▶ Página:
/---

Naquele momento, o multilateralismo
vivia seu ápice.
O mundo adentrava a chamada década das conferências,
da qual emergiram as grandes bússolas que guiaram
a humanidade ao longo dessas três décadas.
Entre elas estão o conceito de desenvolvimento sustentável
e o princípio das responsabilidades comuns, mas diferenciadas,
legados vivos da Rio 92.
Hoje, a Convenção do Clima retorna à
sua terra natal.
Ela faz o caminho de volta
para recuperar o entusiasmo e o engajamento que embalaram
seu nascimento.
Pelas próximas duas semanas, Belém será
a capital do mundo.
Negociadores, governadores, prefeitos, parlamentares, cientistas
e organizações da sociedade civil farão
parte desse grande esforço coletivo em prol do planeta.
Trazer a COP para o coração da Amazônia
foi uma tarefa árdua, mas necessária.
A Amazônia não é uma entidade abstrata.
Quem só vê
a floresta de cima desconhece o que se passa à sua
sombra.
O bioma mais diverso da Terra é a casa de quase cinquenta
milhões de pessoas, incluindo quatrocentos povos
indígenas, dispersa por nove países em desenvolvimento
que ainda enfrentam imensos desafios sociais e econômicos.
Desafios que o Brasil luta para superar com a mesma determinação
com que contornou as adversidades logísticas inerentes
à organização de uma conferência
deste porte.
Quando vocês deixarem Belém, o povo da cidade
permanecerá com os investimentos em infraestrutura
que foram feitos para recebê-los.
E o mundo poderá,
enfim, dizer que conhece a realidade da Amazônia.
Nos dias que antecederam esta Conferência, chefes
de Estado e de Governo, ministros de Estado, representantes
de organizações internacionais e da sociedade
civil se reuniram na Cúpula de Belém pelo
Clima.
Lançamos o Fundo de Florestas Tropicais para Sempre,
um mecanismo inovador que angariou, num só dia, 5,5
bilhões de dólares em anúncios de investimento.
Adotamos compromissos coletivos
sobre:
» O manejo integrado do fogo
» O direito à posse da terra por povos indígenas
e tradicionais
» A quadruplicação da produção
de combustíveis sustentáveis
» A criação de uma coalizão sobre
mercados de carbono
» O alinhamento da ação climática
ao combate à fome e à pobreza
» E a luta contra o racismo ambiental.

\---

▶ Dados fornecidos:
/---

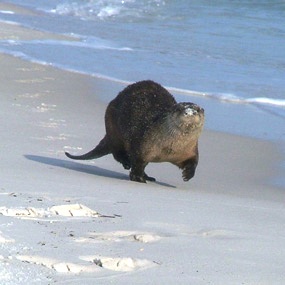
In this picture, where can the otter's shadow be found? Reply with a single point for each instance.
(84, 168)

\---

▶ Atividades propostas:
1. De acordo com o texto sobre a COP em Belém, quanto o Fundo de Florestas Tropicais para Sempre angariou em anúncios de investimento num só dia?
2. Escreva a continuação do texto sobre a COP em Belém, começando logo após a última frase.

▶ Exercícios resolvidos:
1. 5,5 bilhões de dólares.

2.
A Cúpula de Belém
foi o ponto de chegada de um caminho que o Brasil convidou
a comunidade internacional a percorrer ao longo de suas
presidências do G20 e do BRICS.
A síntese dos elementos que recolhemos nessa trajetória
está contida no Chamado à Ação
que lançamos após a Cúpula a título
de contribuição aos debates na COP e além
dela.
A mudança do clima já não é
uma ameaça do futuro.
É uma tragédia do presente.
O furacão Melissa
que fustigou o Caribe e o tornado que atingiu o Estado do
Paraná, no Sul do Brasil, deixaram vítimas
fatais e um rastro de destruição.
Das secas e incêndios na África e na Europa
às enchentes na América do Sul e no Sudeste
Asiático, o aumento da temperatura global espalha
dor e sofrimento, especialmente entre as populações
mais vulneráveis.
A COP30 será a COP
da verdade.
Na era da desinformação, os obscurantistas
rejeitam não só as evidências da ciência,
mas também os progressos do multilateralismo.
Eles controlam algoritmos, semeiam o ódio e espalham
o medo.
Atacam as instituições, a ciência e
as universidades.
É momento de impor uma nova derrota aos negacionistas.
Sem o Acordo de Paris, o mundo estaria fadado a um aquecimento
catastrófico de quase cinco graus até o fim
do século.
Estamos andando na direção
certa, mas na velocidade errada.
No ritmo atual, ainda avançamos rumo a um aumento
superior a um grau e meio na temperatura global.
Romper essa barreira é um risco que não podemos
correr.
Queridos amigos e queridas amigas,
Nosso Chamado à Ação está dividido
em três partes.
Na primeira parte, faço
um apelo para que os países cumpram seus compromissos.
Isso significa:
» Formular e implementar as Contribuições
Nacionalmente Determinadas ambiciosas
» Assegurar financiamento, transferência de
tecnologia e capacitação aos países
em desenvolvimento
» E dar a devida atenção à adaptação
aos efeitos da mudança do clima
Na segunda parte, conclamo os líderes mundiais a
acelerar a ação climática.
Precisamos de mapas do caminho para que a humanidade, de
forma justa e planejada, supere a dependência dos
combustíveis fósseis, pare e reverta o desmatamento
e mobilize recursos para esses fins.
Avançar requer uma governança global mais
robusta, capaz de assegurar que palavras se traduzam em
ações.
A proposta de criação
de um Conselho do Clima, vinculado à Assembleia Geral
da ONU, é uma forma de dar a esse desafio a estatura
política que ele merece.
Na terceira parte, convoco a comunidade internacional a
colocar as pessoas no centro da agenda climática.
O aquecimento global pode empurrar milhões de pessoas
para a fome e a pobreza, fazendo retroceder décadas
de avanços.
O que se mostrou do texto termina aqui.